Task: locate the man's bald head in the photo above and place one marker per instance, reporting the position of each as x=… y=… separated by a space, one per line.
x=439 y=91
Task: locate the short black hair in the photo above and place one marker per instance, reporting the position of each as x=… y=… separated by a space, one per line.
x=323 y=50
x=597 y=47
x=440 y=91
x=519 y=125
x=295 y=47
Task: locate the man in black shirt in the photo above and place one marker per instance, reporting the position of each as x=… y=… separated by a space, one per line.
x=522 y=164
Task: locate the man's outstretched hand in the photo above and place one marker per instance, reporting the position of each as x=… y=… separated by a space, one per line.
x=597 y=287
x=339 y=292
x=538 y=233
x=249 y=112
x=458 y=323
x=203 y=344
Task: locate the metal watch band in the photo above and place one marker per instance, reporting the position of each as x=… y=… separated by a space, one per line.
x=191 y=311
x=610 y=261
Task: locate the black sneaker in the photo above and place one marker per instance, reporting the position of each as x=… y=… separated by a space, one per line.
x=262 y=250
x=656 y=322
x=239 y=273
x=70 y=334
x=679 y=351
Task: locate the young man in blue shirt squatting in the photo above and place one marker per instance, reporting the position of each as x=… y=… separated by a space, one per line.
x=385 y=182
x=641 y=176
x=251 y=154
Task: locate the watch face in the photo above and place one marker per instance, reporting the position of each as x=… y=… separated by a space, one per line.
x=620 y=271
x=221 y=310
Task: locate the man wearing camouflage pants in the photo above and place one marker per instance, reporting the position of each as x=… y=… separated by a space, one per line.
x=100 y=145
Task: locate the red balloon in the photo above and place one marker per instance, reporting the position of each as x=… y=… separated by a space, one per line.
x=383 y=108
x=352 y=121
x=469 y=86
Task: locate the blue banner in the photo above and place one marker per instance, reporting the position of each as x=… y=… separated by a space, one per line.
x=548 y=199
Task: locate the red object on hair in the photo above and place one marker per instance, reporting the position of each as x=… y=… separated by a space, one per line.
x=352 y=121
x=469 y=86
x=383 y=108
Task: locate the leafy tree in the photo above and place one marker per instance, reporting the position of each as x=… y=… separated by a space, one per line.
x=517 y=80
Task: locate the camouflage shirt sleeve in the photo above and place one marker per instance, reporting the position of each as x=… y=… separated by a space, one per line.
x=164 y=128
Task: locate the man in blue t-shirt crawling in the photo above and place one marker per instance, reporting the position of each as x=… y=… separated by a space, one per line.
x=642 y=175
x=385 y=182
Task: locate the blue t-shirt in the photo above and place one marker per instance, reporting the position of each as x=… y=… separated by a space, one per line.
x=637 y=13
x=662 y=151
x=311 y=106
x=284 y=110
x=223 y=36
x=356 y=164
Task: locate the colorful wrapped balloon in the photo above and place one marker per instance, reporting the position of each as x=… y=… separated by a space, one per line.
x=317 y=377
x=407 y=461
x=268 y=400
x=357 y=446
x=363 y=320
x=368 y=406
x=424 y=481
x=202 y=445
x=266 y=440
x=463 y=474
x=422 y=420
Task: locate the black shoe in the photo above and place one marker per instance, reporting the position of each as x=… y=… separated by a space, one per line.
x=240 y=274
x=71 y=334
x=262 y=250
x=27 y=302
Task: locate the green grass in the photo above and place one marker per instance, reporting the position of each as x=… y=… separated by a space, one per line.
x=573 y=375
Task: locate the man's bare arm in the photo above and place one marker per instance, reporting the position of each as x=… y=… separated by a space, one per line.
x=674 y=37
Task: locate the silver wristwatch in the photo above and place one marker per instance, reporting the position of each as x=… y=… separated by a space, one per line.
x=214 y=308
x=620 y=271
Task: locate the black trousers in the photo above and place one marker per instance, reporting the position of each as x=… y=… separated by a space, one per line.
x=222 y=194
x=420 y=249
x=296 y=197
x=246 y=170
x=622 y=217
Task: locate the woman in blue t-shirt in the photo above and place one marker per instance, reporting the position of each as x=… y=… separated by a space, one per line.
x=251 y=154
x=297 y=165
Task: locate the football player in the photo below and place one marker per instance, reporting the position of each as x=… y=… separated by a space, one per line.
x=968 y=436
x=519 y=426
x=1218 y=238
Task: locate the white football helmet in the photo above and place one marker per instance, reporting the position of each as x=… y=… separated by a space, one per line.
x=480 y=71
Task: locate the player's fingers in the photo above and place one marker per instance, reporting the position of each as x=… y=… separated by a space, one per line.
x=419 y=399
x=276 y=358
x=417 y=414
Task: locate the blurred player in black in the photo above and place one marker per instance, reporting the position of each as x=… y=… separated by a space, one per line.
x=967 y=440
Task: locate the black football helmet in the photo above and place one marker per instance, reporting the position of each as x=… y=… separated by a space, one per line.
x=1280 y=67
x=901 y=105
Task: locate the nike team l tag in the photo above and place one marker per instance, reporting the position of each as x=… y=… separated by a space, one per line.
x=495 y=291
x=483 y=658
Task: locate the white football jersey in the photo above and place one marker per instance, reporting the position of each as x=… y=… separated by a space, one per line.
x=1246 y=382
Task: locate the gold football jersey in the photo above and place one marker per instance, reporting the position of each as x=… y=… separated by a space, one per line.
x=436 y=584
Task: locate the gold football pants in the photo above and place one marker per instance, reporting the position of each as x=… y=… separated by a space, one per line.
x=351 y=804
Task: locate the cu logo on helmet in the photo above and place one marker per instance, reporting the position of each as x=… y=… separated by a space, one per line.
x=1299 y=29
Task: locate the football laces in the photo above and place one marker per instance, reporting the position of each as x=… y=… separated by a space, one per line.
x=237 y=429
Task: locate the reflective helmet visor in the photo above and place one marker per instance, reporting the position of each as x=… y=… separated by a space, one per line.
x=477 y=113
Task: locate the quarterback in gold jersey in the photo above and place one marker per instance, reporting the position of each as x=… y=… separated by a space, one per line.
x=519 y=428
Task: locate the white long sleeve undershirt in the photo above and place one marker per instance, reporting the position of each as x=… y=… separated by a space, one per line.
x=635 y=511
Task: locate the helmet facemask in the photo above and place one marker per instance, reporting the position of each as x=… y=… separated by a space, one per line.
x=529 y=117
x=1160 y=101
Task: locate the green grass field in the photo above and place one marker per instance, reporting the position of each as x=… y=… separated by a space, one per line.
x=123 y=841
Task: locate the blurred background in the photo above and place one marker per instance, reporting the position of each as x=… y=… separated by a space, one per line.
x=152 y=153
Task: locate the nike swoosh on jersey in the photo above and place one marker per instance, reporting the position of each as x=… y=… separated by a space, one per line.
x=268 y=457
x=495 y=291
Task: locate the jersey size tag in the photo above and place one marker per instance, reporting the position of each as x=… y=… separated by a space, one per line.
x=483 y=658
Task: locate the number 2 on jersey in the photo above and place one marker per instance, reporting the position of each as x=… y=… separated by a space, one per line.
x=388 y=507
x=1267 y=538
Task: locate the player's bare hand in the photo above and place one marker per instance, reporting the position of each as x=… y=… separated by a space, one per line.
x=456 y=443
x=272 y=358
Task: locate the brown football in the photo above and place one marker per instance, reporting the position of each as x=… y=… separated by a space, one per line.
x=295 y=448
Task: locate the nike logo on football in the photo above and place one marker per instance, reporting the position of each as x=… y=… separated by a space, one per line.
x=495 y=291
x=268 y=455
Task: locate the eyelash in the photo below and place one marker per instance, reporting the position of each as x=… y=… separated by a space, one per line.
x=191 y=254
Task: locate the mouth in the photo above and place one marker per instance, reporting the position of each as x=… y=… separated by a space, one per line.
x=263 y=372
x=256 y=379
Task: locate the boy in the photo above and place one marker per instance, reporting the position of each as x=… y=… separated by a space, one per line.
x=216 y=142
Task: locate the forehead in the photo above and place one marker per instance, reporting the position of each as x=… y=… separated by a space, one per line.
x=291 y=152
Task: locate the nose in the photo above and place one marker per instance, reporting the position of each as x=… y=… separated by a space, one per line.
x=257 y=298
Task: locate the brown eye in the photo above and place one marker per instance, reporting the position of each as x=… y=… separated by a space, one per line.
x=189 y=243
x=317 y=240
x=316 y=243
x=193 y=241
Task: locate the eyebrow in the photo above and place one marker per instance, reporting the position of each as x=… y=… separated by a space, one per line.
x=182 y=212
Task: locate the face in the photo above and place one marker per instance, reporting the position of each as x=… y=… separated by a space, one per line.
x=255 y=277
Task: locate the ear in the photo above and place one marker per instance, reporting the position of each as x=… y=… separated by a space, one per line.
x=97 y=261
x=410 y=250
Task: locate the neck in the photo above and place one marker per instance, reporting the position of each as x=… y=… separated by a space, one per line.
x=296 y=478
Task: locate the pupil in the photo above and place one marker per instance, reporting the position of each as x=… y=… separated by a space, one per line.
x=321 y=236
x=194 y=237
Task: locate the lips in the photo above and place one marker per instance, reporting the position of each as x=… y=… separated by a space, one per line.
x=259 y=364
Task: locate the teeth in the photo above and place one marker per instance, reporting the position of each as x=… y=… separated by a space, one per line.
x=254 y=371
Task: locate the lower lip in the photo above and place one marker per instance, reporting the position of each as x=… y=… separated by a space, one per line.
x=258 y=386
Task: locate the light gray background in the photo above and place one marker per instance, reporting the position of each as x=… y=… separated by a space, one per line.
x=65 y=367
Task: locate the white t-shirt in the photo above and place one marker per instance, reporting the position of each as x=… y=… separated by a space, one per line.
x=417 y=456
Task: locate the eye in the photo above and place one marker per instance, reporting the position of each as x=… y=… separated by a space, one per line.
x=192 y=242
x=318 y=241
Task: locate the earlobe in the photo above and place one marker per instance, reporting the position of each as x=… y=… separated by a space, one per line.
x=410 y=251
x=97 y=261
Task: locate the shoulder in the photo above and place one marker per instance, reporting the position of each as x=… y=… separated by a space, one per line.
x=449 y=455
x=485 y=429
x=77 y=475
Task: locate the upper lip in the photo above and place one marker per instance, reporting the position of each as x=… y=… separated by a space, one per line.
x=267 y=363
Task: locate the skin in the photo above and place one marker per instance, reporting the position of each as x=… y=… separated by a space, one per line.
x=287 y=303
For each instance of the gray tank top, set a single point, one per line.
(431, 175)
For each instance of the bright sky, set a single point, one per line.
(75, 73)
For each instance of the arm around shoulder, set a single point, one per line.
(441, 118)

* * * * *

WHAT YOU ARE ASKED TO DO —
Beginning at the line with "Task: locate the upper" and ending at the last line of the entries, print every line exactly.

ANSWER TO THE PROBLEM —
Task: locate the upper lip in the photo above and place one marker per instance, reporting the position of each as x=… y=… separated by a space, one per line.
x=267 y=363
Task: locate the skin in the photo above and place one marker per instance, reporting the position of each as x=… y=… separated by a space, one per line.
x=287 y=303
For each instance of the gray tank top, set a single point, one per line.
(431, 175)
For each instance of the bright sky, set a single point, one per line.
(75, 73)
For each instance of the arm around shoulder, set a single point, one per line.
(441, 118)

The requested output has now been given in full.